■ **WHAT YOU SHOULD DO**
Copy the listing out in full. Keep every word as it is.

■ **INPUT DATA**

= Beginning of Section =

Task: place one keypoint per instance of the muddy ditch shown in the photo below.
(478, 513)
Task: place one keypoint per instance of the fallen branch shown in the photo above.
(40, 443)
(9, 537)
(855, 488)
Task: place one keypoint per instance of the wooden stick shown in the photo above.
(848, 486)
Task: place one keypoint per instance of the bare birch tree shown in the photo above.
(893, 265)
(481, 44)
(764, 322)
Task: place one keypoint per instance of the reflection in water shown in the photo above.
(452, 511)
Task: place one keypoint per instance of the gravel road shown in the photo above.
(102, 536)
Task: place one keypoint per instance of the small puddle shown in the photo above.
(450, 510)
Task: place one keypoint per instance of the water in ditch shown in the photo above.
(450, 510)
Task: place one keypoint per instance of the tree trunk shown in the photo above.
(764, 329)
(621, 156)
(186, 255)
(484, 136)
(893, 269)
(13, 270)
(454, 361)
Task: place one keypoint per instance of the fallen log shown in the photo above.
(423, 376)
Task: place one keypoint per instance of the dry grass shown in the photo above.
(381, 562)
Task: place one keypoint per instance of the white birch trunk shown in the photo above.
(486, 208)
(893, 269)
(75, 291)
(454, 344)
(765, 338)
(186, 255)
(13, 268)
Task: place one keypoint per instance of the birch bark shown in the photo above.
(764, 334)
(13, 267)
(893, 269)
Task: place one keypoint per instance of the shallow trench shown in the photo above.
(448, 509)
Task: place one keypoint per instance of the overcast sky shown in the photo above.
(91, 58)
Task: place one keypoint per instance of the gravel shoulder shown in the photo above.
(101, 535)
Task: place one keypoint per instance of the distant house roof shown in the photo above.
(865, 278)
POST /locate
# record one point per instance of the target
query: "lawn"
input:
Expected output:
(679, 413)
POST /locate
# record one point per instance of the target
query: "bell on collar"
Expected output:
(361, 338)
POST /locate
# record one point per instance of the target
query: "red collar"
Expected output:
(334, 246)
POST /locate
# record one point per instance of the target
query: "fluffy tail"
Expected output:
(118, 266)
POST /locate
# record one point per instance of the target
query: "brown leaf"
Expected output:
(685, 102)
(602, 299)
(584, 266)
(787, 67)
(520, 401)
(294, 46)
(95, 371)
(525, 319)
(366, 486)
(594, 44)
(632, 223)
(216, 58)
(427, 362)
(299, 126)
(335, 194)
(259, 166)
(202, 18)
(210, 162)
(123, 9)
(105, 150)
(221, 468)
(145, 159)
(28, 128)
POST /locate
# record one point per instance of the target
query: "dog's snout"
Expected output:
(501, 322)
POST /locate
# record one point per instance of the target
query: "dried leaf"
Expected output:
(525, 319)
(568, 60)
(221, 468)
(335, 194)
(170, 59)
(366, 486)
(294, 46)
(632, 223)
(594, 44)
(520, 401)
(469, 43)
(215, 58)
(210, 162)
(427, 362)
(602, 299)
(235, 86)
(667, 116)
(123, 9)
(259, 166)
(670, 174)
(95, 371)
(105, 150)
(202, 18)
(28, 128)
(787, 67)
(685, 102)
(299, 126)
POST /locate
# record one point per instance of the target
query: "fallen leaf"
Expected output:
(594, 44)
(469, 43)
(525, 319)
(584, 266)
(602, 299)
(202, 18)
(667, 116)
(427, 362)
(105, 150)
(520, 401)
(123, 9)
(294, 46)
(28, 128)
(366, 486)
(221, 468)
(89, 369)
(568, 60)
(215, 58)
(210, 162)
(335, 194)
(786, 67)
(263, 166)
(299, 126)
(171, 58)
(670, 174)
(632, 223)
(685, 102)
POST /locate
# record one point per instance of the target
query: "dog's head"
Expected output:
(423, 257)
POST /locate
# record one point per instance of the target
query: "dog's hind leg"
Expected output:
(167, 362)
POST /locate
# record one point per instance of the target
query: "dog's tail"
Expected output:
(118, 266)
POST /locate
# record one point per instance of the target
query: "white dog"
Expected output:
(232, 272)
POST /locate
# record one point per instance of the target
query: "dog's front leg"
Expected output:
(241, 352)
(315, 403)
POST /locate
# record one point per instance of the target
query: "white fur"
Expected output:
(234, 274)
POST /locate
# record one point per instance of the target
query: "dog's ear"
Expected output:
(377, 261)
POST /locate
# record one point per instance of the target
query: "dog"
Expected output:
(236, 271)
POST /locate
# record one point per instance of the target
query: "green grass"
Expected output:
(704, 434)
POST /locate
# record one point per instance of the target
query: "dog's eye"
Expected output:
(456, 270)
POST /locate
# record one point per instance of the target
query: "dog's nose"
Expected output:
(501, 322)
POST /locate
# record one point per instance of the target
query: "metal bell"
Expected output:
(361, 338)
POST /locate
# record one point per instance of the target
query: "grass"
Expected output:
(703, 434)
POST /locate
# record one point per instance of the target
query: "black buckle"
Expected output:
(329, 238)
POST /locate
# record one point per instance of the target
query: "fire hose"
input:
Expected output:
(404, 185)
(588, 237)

= End of Section =

■ **TASK ANSWER**
Task: place one keypoint per instance of the muddy ditch shown in the photo below.
(478, 513)
Task: place one keypoint per instance of the fallen branch shown in the photo above.
(40, 443)
(9, 537)
(855, 488)
Task: place one keypoint per instance of the wooden stick shown in the photo above.
(848, 486)
Task: place one keypoint per instance of the bare birch tree shown in the photo above.
(893, 265)
(481, 44)
(764, 322)
Task: place one keypoint per instance of the reflection in water shown in the photo above.
(452, 511)
Task: place one keypoint per instance of the gravel road shown in the photo above.
(102, 536)
Task: place one keypoint per instance of the small puddle shown in the photo above.
(450, 510)
Task: place one keypoint per instance of the water in ditch shown in the photo above.
(450, 510)
Task: place one keypoint per instance of the tree trunk shown in the photo above.
(764, 329)
(621, 156)
(186, 255)
(484, 136)
(893, 269)
(13, 270)
(454, 361)
Task: place one keypoint per instance of the fallen log shown in the photo above.
(423, 376)
Task: place one keypoint per instance of the dry grass shown in the photo above.
(381, 562)
Task: place one keypoint per instance of the white birch trunk shown in the photo above.
(486, 208)
(893, 269)
(75, 291)
(454, 344)
(765, 338)
(186, 255)
(13, 268)
Task: place one keypoint per instance of the birch bark shown in the photo above.
(764, 334)
(13, 267)
(893, 269)
Task: place one keypoint per instance of the shallow trench shown in the photo above.
(448, 509)
Task: place one keypoint per instance of the overcast sky shown in the photo above.
(91, 58)
Task: place one keypoint per instance of the gravel shoulder shown in the photo above.
(101, 535)
Task: place one keypoint per instance of the distant house roof shown in the photo above.
(865, 278)
POST /locate
# record one point per instance of the target
query: "lawn"
input:
Expected output:
(679, 413)
POST /locate
# record one point per instance of the target
query: "bell on collar"
Expected output:
(361, 338)
POST /locate
# record one point per instance of the target
query: "red collar"
Expected output:
(334, 246)
POST /locate
# record one point per instance of the target
query: "fluffy tail"
Expected output:
(118, 266)
POST /locate
# record one point per instance of the target
query: "brown leaf"
Expected output:
(685, 102)
(602, 299)
(584, 266)
(787, 67)
(520, 401)
(294, 46)
(95, 371)
(525, 319)
(366, 486)
(594, 44)
(632, 223)
(216, 58)
(427, 362)
(299, 126)
(335, 194)
(259, 166)
(202, 18)
(210, 162)
(123, 9)
(105, 150)
(221, 468)
(145, 159)
(28, 128)
POST /locate
# record one point per instance of the target
query: "dog's snout"
Expected output:
(501, 322)
POST /locate
# record one point per instance of the target
query: "dried leaf"
Expected output:
(525, 319)
(568, 60)
(221, 468)
(335, 194)
(170, 59)
(366, 486)
(294, 46)
(632, 223)
(594, 44)
(520, 401)
(469, 43)
(215, 58)
(210, 162)
(427, 362)
(602, 299)
(235, 86)
(667, 116)
(123, 9)
(259, 166)
(670, 174)
(95, 371)
(105, 150)
(202, 18)
(28, 128)
(787, 67)
(685, 102)
(299, 126)
POST /locate
# record one point per instance of the target
query: "fallen leaf"
Expected output:
(594, 44)
(469, 43)
(525, 319)
(584, 266)
(602, 299)
(202, 18)
(667, 116)
(427, 362)
(105, 150)
(520, 401)
(123, 9)
(294, 46)
(28, 128)
(366, 486)
(221, 468)
(89, 369)
(568, 60)
(215, 58)
(210, 162)
(335, 194)
(786, 67)
(263, 166)
(299, 126)
(171, 58)
(670, 174)
(632, 223)
(685, 102)
POST /locate
# record one point per instance of the target
query: "dog's head"
Expected output:
(423, 257)
POST /locate
# record one point per instance of the target
query: "dog's hind leg"
Expected output:
(167, 362)
POST /locate
# record one point per instance of the target
query: "dog's tail"
Expected output:
(118, 266)
POST /locate
# record one point per instance of the target
query: "white dog"
Expected output:
(232, 272)
POST /locate
# record one point per instance of the target
query: "dog's front leg"
Expected output:
(241, 352)
(315, 403)
POST /locate
# record one point per instance of the target
query: "white fur"
Expected output:
(234, 274)
POST /locate
# record one point per instance of the target
query: "dog's ear"
Expected output:
(377, 261)
POST /locate
# record one point per instance of the target
query: "dog"
Expected output:
(236, 271)
POST /locate
# record one point per instance of the target
query: "green grass"
Expected output:
(704, 434)
POST /locate
# record one point per instance of the target
query: "dog's eye"
Expected output:
(456, 270)
POST /locate
# record one point per instance of the target
query: "dog's nose"
Expected output:
(501, 322)
POST /locate
# record one point per instance of the target
query: "metal bell"
Expected output:
(361, 338)
POST /locate
# record one point per instance of the target
query: "grass"
Expected output:
(703, 434)
POST /locate
# record one point per instance of the target
query: "black buckle"
Expected output:
(329, 238)
POST /locate
# record one point per instance of the target
query: "fire hose"
input:
Expected output:
(404, 185)
(588, 237)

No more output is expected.